SHORT TASK -> Copy out, exactly as written, only the line containing "compact form (12,397)." and the lines after it through the end of the records.

DATA ROWS ->
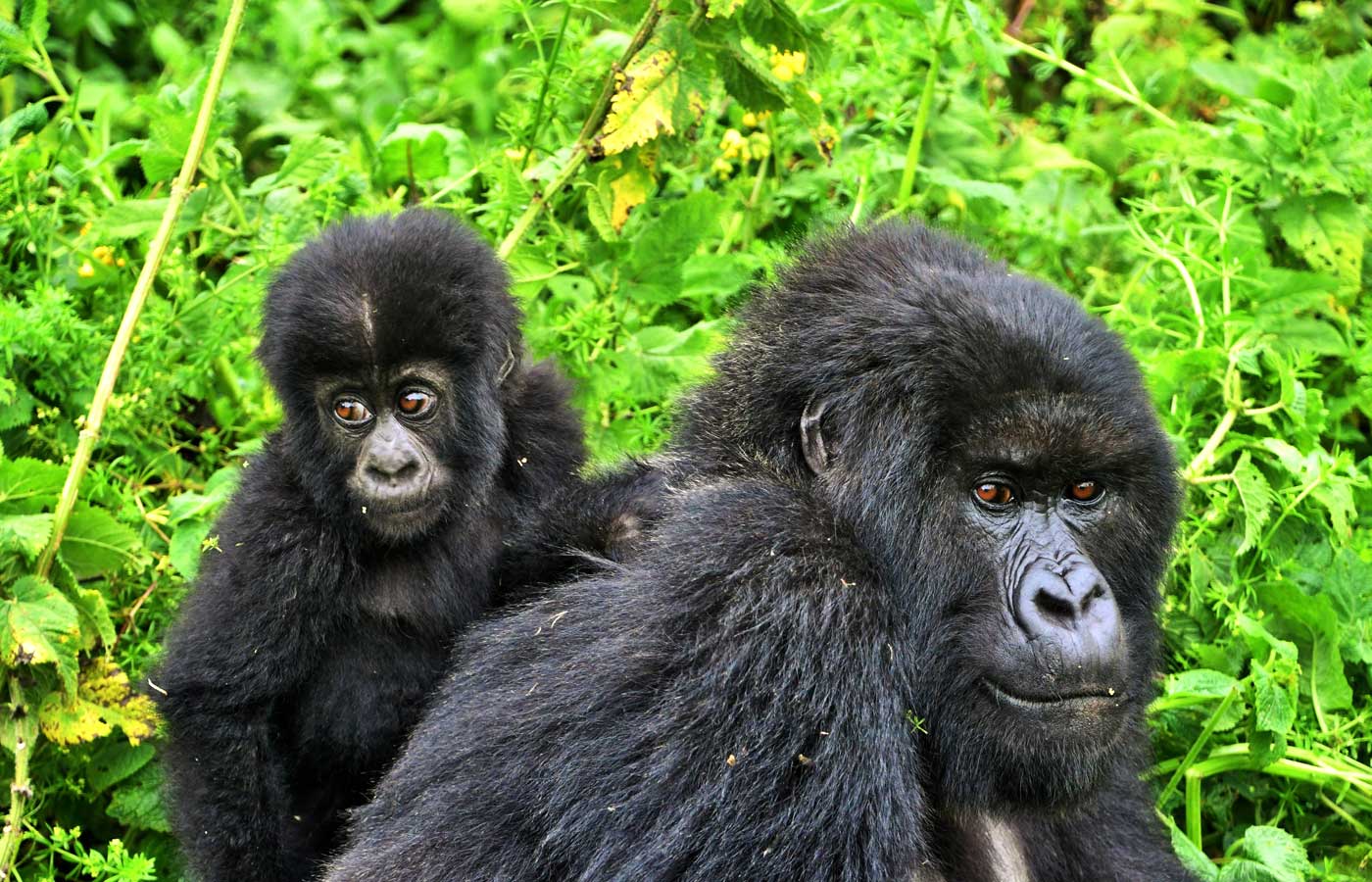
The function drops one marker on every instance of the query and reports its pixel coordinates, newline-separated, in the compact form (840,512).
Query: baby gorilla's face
(388,425)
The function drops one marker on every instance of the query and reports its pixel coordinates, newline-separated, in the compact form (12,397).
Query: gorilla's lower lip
(1080,697)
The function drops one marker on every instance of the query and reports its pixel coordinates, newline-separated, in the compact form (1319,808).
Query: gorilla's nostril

WORKED ANSWER ->
The function drops one marker on every instance of the query and reports its pixel coordinates, newline-separated, in the compact form (12,397).
Query: gorilla's lower lip
(1080,697)
The function drops one marker on every instance of the query and reports its pixel coordinates, newline-separated, in the compact form (1319,808).
Query: gorilla's nostril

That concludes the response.